**SOURCE DOCUMENT**
BEGIN
23/01/2011, 12:00:34 PM

by Sarah Ciacci

Norman Rockwell is best known as an illustrator who for more than sixty years reflected American life and its times in illustrations and paintings. But he became a household name through his magazine covers for the Saturday Evening Post.

This exhibition displays all 323 covers created between 1916 and 1963, along with illustrations and paintings for advertisements, magazines and books. Not only does the exhibition provide a comprehensive look at Rockwell’s career, it is a chronicle of twentieth century America.

His work has long been criticised adversely by art historians and critics – it is somewhat sentimental and reflects an idealised version of American life. On many levels, though, this exhibition is a fascinating opportunity not only to see Rockwell’s technical brilliance, but also his view of an ignored America.

As he put it, “I was showing the America I knew and observed to others who might not have noticed”. With such a huge following  – the Saturday Evening Post was selling 3m copies in the mid thirties – Rockwell helped create a sense of what it meant to be an American, at a time when the mass-produced, national magazine culture was a unifying force in that enormous country.

His covers for the Post are displayed chronologically, and follow America through world war one, the toaring twenties, the depression years, world war two, the boom of the 1950s, and the early swinging sixties.
END
**DATA SEGMENT**
BEGIN
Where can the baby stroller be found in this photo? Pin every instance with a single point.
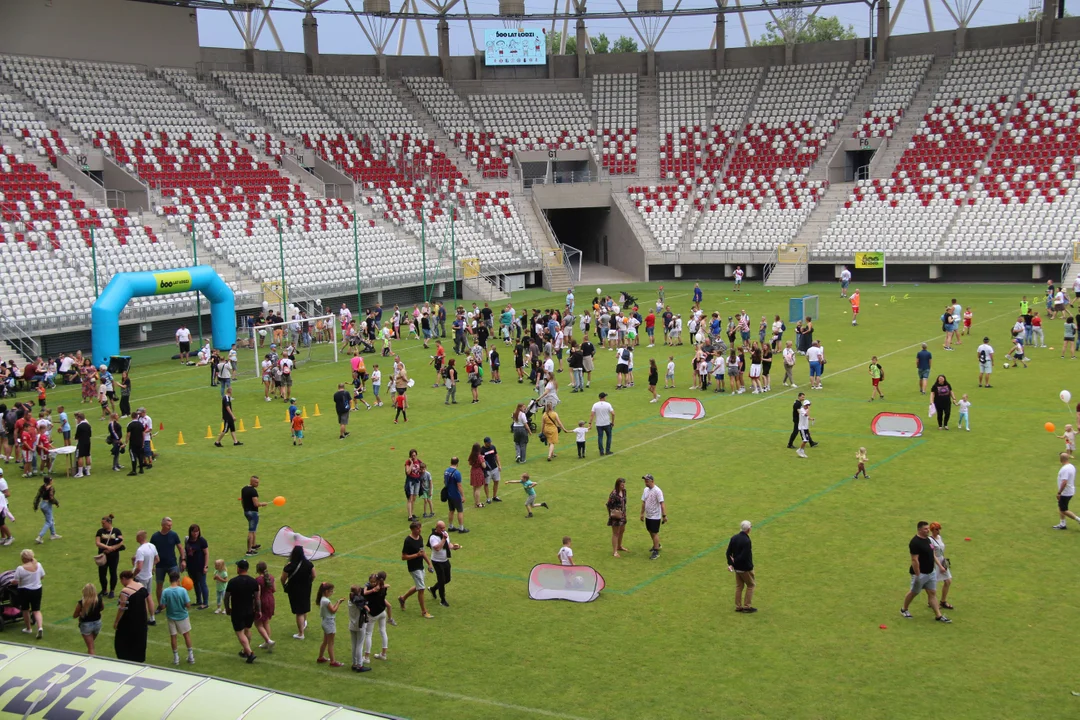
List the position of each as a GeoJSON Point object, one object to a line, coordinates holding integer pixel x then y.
{"type": "Point", "coordinates": [530, 410]}
{"type": "Point", "coordinates": [9, 599]}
END
**DIRECTIVE**
Extract the passage of the Rockwell exhibition review from "Norman Rockwell is" up to and including "an ignored America.". The listing has no connection to the Rockwell exhibition review.

**SOLUTION**
Norman Rockwell is best known as an illustrator who for more than sixty years reflected American life and its times in illustrations and paintings. But he became a household name through his magazine covers for the Saturday Evening Post.

This exhibition displays all 323 covers created between 1916 and 1963, along with illustrations and paintings for advertisements, magazines and books. Not only does the exhibition provide a comprehensive look at Rockwell’s career, it is a chronicle of twentieth century America.

His work has long been criticised adversely by art historians and critics – it is somewhat sentimental and reflects an idealised version of American life. On many levels, though, this exhibition is a fascinating opportunity not only to see Rockwell’s technical brilliance, but also his view of an ignored America.